| Given problem |
Summarize the text about studying in Rome in two sentences.

| Quoted text |
·····

Rome was and still is the cultural and political center of Italy. As the country’s capital and the home of Vatican City, Rome provides students with numerous opportunities to put their academic studies into a global context.
Students will find their classroom work come alive on the city’s cobblestone streets as they jockey through traffic jams around the Colosseum, watch families stroll through the Forum and join other students for gelato near the Pantheon. The amazing architecture, art and ruins easily draw students into the stories of the famous thinkers and artists of the Renaissance and history of the Roman Empire.
While the glory of its heritage still resides, Rome is still a modern city of commerce, tourism and industry with the characteristics, advantages and disadvantages of all contemporary cities. As one of the larger economies in the EU, it encourages discussions around political science, social justice, international relations and business. The history, life and culture of the city makes Rome a prime location to study abroad.
The John Felice Rome Center holds the distinction of being the oldest continual U.S. university program in Italy. For more than four decades, the JFRC has served as an American campus, now located on Monte Mario near the site of a former Olympic Village, just 20 minutes north of Vatican City and Rome's City Center.
At the Rome Center, up to 200 students from universities and colleges across the United States live together. This diverse, tight-knit community gathers for traditional Italian meals, cookouts, tours of the Eternal City's famous monuments, nights out at the opera, and weekly student-faculty soccer matches.

·····

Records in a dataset
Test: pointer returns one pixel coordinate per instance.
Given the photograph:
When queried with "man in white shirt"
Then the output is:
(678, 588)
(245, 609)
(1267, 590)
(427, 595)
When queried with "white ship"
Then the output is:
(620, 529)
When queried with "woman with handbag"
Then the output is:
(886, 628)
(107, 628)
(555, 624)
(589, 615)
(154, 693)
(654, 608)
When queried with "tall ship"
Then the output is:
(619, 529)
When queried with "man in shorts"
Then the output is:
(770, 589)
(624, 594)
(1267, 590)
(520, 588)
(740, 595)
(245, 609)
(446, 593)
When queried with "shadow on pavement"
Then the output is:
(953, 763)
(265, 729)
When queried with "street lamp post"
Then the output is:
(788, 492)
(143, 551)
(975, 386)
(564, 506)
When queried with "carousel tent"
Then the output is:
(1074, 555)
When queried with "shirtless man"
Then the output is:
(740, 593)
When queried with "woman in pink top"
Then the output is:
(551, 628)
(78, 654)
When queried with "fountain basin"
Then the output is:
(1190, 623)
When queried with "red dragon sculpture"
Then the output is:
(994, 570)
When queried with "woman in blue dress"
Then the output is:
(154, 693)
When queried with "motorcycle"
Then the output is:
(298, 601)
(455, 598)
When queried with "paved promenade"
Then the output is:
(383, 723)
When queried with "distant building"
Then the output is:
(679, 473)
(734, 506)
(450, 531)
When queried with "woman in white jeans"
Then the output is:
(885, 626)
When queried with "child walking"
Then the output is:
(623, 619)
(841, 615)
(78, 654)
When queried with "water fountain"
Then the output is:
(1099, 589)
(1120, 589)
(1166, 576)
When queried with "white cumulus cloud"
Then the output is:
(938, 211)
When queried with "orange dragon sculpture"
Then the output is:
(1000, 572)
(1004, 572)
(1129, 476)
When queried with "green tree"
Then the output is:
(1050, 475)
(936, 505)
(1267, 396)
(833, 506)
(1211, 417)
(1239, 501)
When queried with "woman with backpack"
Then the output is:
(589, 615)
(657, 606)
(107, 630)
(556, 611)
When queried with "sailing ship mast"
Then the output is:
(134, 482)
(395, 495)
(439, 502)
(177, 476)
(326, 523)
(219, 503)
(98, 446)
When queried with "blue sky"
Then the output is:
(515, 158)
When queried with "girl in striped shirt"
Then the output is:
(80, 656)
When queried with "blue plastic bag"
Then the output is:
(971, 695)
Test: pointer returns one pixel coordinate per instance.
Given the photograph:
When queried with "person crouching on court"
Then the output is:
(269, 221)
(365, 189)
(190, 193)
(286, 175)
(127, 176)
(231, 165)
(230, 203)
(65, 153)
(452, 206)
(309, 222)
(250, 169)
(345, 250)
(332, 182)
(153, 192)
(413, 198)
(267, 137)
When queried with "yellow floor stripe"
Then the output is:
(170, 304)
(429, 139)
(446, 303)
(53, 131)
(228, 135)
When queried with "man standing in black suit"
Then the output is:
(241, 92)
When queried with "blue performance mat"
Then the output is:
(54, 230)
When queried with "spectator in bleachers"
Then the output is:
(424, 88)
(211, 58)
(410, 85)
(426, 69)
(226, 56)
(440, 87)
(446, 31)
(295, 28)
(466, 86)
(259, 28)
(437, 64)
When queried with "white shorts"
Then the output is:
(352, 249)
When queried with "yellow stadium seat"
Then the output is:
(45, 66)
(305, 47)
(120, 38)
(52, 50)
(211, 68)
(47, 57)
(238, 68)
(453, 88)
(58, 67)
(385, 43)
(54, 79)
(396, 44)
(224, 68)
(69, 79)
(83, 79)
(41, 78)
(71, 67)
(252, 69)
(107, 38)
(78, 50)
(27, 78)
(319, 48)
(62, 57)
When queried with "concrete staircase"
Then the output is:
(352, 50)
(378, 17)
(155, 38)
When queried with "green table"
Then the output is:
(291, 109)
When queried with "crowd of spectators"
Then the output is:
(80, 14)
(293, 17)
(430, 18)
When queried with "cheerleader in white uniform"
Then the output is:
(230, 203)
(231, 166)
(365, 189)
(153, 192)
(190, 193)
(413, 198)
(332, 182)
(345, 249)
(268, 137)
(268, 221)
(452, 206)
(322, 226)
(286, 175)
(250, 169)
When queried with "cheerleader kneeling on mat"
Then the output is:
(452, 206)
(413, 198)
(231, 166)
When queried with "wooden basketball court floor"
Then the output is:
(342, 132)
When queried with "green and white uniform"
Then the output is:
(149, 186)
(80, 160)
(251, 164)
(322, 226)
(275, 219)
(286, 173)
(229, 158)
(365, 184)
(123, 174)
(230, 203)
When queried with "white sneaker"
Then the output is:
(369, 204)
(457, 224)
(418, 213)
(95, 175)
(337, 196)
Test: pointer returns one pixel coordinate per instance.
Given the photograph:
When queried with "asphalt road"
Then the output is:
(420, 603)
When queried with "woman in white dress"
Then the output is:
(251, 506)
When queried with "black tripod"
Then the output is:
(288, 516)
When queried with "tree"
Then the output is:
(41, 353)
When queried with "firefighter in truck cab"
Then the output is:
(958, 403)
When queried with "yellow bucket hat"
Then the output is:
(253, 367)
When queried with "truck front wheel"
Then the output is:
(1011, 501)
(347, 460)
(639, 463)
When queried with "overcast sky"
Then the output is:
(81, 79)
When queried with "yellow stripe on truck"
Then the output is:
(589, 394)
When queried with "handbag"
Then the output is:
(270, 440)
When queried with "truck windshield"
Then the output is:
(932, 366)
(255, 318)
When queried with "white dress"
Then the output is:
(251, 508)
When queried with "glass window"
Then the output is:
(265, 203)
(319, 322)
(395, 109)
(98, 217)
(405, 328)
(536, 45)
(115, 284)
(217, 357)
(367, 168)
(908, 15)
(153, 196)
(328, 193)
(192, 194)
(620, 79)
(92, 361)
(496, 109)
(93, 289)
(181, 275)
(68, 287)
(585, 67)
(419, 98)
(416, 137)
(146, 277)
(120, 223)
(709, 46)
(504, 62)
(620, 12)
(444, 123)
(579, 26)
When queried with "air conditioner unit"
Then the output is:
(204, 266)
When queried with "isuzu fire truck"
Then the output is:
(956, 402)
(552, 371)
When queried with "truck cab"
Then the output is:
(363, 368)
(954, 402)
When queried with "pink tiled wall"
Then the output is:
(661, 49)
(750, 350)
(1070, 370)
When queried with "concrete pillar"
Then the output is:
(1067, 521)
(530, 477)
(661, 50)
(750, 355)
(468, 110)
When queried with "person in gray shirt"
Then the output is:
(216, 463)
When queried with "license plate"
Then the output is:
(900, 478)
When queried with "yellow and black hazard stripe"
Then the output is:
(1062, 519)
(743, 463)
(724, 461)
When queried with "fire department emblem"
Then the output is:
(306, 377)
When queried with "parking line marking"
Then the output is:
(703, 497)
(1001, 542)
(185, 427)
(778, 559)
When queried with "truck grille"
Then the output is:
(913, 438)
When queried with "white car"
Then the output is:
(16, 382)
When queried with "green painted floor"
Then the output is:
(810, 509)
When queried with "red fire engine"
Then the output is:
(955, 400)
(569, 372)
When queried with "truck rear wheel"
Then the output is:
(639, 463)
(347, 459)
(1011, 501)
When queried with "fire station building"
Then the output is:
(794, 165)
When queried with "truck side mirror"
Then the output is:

·····

| Task answer |
Rome, Italy's capital and its cultural and political center, is described as a prime place to study abroad because its history, art, architecture and modern economy let students put their academic studies into a global context. The John Felice Rome Center, the oldest continual U.S. university program in Italy, sits on Monte Mario, where up to 200 students from U.S. universities and colleges live together and share Italian meals, tours, opera nights and weekly student-faculty soccer matches.